Text segment ▸
Hahahaha, Got to persuade some how
I will let the light experts comment on the plant growing potential of those lights. But with my minimal knowledge on those lighting, those throw out plenty of blue light (most used by plants, but they do like some green and red spectrum), so you should be able to grow most things, but the plant colors may not be at their highest potential, and the blue hue projected from the lights themselves may skew viewers perception of the colors.
Got the dimensions of the tank? (height mainly)
Acidic liquids would have made the mineral clean up much easier haha, next time.
As for lava rocks, smaller pieces would provide more surface area per volume. Lava rocks has tons of external craters, but those pores don't tunnel through the internal structure, so water contact is only limited to the external areas of the rock. You could crush up the large chunks of lava rock, but easier to just buy them already small sized. The large lava rocks are just wasting space (unusable center core, no water passes through)

Task to carry out ▸ Extend the forum reply about aquarium lights and lava rocks with a few sentences that pick up after its final remark on large lava rocks wasting space. The records have no connection to the forum reply about aquarium lights and lava rocks.

[Recorded data]
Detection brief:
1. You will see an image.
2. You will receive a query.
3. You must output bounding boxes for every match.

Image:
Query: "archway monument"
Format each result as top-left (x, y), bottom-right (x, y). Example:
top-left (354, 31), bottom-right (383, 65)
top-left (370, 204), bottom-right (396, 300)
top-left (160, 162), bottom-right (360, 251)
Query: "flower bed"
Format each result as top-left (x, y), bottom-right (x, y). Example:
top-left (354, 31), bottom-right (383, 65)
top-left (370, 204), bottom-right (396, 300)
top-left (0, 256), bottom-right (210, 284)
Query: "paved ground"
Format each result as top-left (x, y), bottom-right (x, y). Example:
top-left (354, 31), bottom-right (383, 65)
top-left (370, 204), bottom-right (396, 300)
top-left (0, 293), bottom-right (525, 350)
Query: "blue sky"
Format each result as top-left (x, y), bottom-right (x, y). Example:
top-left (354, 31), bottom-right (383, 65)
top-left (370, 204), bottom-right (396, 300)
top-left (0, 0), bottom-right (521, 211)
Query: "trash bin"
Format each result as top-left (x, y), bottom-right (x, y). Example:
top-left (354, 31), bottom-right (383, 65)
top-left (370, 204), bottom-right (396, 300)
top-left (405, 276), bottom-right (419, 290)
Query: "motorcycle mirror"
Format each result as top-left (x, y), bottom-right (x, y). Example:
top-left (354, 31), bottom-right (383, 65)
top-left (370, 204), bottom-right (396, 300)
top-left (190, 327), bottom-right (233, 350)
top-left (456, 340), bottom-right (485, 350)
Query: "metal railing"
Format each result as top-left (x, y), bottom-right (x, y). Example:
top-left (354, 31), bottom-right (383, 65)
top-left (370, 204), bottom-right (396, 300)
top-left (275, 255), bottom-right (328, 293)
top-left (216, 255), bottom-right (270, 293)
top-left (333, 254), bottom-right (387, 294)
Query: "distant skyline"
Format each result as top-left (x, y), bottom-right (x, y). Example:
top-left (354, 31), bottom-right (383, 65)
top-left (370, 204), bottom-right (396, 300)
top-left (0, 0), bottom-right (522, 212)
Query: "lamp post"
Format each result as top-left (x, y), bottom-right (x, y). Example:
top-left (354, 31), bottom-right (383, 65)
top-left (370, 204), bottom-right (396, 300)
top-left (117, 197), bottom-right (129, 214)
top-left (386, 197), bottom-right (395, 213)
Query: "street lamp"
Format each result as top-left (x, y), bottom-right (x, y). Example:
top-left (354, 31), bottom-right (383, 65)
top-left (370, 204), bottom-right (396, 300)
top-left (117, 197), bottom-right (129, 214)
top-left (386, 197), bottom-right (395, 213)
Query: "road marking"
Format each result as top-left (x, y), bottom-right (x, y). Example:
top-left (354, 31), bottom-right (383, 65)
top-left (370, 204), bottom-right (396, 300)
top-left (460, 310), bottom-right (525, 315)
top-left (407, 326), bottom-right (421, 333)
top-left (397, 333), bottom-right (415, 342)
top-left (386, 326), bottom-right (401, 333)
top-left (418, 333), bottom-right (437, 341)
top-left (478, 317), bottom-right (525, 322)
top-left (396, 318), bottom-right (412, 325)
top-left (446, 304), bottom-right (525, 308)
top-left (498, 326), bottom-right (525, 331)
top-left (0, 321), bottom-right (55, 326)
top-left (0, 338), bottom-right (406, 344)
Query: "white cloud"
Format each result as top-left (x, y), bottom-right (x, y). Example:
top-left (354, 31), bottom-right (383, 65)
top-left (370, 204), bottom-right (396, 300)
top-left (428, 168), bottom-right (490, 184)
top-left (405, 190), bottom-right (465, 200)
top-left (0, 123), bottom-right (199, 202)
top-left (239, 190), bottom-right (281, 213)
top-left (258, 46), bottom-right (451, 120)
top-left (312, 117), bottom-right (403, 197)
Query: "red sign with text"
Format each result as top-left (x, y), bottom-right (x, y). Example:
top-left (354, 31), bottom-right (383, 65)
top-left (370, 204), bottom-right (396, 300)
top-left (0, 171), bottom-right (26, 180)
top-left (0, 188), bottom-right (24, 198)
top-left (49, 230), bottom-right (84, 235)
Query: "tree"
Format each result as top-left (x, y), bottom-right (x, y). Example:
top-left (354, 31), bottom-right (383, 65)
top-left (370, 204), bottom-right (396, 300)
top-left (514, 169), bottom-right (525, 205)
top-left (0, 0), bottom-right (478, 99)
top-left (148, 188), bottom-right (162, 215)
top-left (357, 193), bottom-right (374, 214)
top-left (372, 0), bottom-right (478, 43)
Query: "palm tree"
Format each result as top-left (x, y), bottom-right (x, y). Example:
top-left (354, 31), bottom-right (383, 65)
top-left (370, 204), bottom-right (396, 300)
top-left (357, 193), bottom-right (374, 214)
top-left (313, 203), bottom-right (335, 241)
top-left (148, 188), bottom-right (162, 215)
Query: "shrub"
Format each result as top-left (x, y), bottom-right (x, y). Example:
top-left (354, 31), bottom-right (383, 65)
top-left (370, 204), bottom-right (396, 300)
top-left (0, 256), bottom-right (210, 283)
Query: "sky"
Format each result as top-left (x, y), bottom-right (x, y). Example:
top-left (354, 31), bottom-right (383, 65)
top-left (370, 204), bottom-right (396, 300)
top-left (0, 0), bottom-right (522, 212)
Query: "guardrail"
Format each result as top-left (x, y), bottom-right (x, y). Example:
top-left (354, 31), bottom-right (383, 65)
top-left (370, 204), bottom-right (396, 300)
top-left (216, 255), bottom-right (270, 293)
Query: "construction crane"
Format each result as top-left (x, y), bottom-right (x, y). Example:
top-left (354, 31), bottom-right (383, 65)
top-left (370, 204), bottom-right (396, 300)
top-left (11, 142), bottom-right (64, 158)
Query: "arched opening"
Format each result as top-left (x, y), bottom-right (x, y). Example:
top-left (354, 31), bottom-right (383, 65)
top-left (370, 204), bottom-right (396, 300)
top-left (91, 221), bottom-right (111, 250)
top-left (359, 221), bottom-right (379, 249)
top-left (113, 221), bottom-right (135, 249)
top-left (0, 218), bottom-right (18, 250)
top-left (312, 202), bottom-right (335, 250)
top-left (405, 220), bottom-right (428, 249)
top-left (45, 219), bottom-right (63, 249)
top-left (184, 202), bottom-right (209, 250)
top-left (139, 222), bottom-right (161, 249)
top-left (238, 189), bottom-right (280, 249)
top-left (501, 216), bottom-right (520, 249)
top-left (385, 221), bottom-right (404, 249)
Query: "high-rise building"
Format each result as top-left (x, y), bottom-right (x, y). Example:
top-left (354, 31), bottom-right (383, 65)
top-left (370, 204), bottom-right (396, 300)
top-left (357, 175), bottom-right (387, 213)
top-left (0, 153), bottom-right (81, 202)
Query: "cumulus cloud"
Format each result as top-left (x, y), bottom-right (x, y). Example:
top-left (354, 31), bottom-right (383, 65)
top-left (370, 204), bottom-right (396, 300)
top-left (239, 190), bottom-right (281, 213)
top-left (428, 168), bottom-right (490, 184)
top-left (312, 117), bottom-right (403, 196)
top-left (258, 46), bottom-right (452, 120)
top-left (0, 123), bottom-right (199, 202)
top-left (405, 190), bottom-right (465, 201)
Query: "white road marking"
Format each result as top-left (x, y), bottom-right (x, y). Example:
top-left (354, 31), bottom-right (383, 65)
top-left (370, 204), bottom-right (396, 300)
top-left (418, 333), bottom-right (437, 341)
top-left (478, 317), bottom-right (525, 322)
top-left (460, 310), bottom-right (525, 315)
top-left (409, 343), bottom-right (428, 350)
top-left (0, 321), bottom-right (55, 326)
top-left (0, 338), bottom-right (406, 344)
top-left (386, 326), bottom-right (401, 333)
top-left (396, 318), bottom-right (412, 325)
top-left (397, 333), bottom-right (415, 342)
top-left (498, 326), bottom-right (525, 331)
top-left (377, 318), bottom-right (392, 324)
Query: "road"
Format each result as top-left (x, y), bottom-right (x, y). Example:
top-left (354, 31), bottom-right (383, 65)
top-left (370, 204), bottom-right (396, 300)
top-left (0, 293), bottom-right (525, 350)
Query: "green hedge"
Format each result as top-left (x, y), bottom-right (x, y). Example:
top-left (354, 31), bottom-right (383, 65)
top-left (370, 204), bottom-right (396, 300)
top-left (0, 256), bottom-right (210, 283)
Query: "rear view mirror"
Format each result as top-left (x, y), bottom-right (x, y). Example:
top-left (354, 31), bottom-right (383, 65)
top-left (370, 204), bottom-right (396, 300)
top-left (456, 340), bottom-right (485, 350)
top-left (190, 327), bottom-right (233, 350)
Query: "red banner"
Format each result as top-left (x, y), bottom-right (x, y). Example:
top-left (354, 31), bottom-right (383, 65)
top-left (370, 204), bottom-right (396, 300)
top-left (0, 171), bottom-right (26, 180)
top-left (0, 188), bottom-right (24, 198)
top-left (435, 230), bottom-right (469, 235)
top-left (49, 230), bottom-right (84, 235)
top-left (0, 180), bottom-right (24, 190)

Response to the task ▸
Nylon pot scrubbers, like the packs you can find at the dollar store, are another good cheap option. They provide more surface area. Clog less and easier to clean I believe?
But if you aren't stocking much fish/bioload, and you are already going to have a ton of plants, there's not too much need for a lot of biological filter media. Still surface area wise, I would go with pot scrubbers over crushed up lava rocks.
Got any pics of your old saltwater tanks? Wouldn't mind seeing some.